Task goal
Repeat the items word for word, starting at their first line and ending at the line containing "rough mask: <svg", with both of those lines included.

Records supplied
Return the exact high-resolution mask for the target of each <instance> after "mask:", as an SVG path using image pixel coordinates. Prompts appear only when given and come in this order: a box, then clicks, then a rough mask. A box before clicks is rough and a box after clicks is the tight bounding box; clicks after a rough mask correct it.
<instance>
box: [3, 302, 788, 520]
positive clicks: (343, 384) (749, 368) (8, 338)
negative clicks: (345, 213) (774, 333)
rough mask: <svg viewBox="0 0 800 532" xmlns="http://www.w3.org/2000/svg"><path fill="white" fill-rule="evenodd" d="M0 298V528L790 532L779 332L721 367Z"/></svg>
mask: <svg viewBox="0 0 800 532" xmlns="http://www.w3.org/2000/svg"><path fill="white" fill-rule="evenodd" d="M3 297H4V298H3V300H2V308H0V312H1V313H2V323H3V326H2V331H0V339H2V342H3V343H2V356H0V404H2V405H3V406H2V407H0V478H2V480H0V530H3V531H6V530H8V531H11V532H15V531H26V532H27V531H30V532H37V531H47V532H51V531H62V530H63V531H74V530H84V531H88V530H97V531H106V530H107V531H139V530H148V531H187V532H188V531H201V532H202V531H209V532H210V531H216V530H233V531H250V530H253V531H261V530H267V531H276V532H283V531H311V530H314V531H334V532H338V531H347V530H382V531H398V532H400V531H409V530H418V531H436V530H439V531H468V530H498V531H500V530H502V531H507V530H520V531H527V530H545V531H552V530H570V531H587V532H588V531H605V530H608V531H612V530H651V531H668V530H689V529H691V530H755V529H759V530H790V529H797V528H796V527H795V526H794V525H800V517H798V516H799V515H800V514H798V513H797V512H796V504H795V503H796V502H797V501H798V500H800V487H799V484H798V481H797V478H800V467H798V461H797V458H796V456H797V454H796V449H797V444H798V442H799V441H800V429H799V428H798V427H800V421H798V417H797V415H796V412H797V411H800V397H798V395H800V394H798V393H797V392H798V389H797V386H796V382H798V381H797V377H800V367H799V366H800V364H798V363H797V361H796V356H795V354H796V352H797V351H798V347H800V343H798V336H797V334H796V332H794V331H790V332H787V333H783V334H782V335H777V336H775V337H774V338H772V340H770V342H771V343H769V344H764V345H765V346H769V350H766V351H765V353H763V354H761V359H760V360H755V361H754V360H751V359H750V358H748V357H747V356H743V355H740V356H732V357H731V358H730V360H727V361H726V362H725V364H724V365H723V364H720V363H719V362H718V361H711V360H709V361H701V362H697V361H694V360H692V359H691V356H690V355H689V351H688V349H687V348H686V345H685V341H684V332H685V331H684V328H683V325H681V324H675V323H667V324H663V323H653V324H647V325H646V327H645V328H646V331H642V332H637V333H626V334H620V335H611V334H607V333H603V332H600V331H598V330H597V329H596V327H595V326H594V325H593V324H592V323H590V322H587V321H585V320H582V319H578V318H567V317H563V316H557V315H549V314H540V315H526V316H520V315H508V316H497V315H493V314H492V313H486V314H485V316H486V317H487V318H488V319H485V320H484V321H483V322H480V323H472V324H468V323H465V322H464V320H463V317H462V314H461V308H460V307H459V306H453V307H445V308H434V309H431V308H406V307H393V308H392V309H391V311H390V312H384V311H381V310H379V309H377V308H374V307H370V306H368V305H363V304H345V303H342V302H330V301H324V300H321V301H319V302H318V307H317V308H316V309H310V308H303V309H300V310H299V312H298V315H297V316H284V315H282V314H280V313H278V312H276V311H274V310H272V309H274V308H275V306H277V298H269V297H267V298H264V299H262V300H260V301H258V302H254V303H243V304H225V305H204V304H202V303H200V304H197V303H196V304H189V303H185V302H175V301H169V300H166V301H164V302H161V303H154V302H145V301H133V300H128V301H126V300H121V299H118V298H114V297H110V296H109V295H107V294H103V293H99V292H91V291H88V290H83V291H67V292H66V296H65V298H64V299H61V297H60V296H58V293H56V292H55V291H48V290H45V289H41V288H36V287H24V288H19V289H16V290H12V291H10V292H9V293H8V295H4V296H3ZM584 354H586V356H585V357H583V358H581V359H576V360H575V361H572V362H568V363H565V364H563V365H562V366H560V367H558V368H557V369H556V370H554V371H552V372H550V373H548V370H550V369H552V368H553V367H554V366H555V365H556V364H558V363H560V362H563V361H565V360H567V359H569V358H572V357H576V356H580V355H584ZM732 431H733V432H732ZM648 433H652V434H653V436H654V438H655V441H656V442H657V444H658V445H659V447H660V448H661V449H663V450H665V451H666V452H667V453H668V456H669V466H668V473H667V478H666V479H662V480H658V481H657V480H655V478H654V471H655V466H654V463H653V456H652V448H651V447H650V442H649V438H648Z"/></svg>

Task answer
Return the exact high-resolution mask for the target of each <instance> after "mask:", as an SVG path using image pixel coordinates. Prompts appear only when given and come in this order: a box, then clicks, then a rough mask. A box before clicks is rough and a box after clicks is the tight bounding box; clicks after a rough mask correct it.
<instance>
box: [3, 302, 788, 520]
positive clicks: (343, 384) (749, 368) (8, 338)
negative clicks: (345, 213) (774, 333)
rough mask: <svg viewBox="0 0 800 532" xmlns="http://www.w3.org/2000/svg"><path fill="white" fill-rule="evenodd" d="M0 298V528L790 532L779 332L721 367Z"/></svg>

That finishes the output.